> GIVEN EXERCISE A
Rescale the records from the line containing "--find white closet door" through the line containing "(0, 221), (342, 359)", and give only those lines again, requests included. Multiply every bounding-box coordinate in the answers by 0.7 and round to whole numbers, halves up, but leave the numbers in the requests and their format samples unchanged.

Conceptual Understanding

To master the objective, students should be able to:

  1. State that an antiparticle has the same mass as its corresponding particle.
  2. Explain why the electric charge is opposite for particle–antiparticle pairs.
  3. Identify the positron as the antiparticle of the electron and list its key properties.
  4. Describe the annihilation process and calculate the energy of the resulting photons using \$E = mc^{2}\$.

Sample Question

Q: A positron with kinetic energy \$200\ \text{keV}\$ annihilates with a stationary electron. Calculate the total energy of each photon produced, assuming the annihilation results in two photons.

A: Total energy of each photon = rest‑mass energy + kinetic energy shared equally.

Rest‑mass energy of electron = \$511\ \text{keV}\$.

Total initial energy = \$511\ \text{keV} + 511\ \text{keV} + 200\ \text{keV} = 1222\ \text{keV}\$.

Energy per photon = \$\dfrac{1222\ \text{keV}}{2} = 611\ \text{keV}\$.

Suggested diagram: A cloud‑chamber track showing opposite curvature for an electron and a positron in a magnetic field, and a schematic of electron‑positron annihilation producing two \$511\ \text{keV}\$ photons.

> RECORDS PROVIDED
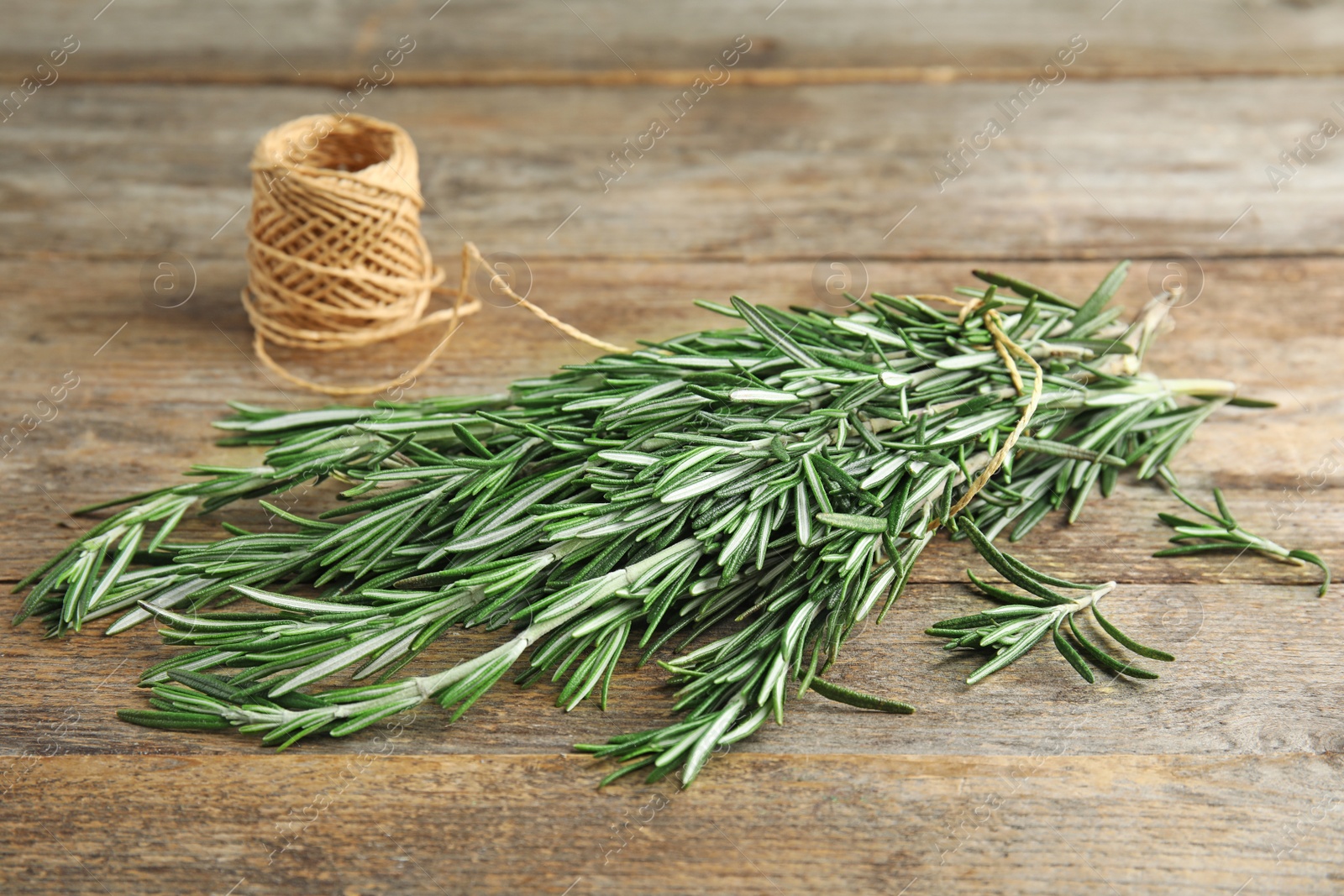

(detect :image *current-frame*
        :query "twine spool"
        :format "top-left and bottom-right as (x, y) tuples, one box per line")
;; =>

...

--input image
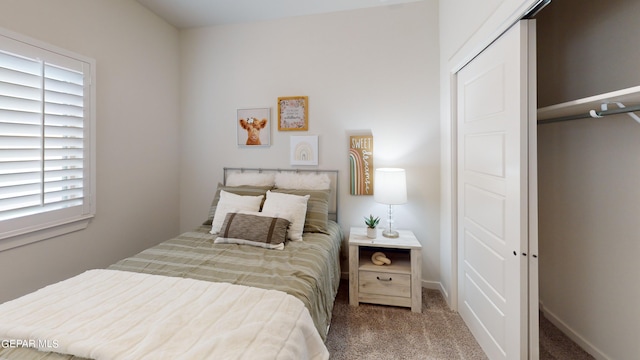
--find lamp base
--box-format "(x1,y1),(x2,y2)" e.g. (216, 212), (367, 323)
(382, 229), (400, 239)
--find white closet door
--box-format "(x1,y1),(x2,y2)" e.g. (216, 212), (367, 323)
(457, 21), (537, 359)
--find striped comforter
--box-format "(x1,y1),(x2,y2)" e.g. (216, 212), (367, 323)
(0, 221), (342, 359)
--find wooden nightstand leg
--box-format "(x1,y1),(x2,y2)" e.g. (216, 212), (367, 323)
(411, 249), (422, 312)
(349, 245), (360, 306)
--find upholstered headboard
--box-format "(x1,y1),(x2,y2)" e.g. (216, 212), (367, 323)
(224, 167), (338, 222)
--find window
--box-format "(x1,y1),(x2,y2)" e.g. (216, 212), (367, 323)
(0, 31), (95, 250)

> GIVEN EXERCISE B
Answer these questions from the text on antiparticles:
(i) How does an antiparticle's mass compare with that of its corresponding particle?
(ii) What kinetic energy does the positron have in the sample question?
(iii) What rest-mass energy is given for the electron?

> WRITTEN RESPONSE A
--find white closet door
--box-format "(x1,y1),(x2,y2)" e.g. (216, 212), (367, 323)
(320, 15), (376, 251)
--find striped comforter
--box-format "(x1,y1),(x2,y2)" e.g. (216, 212), (367, 323)
(0, 155), (239, 251)

> WRITTEN RESPONSE B
(i) It has the same mass.
(ii) 200 keV.
(iii) 511 keV.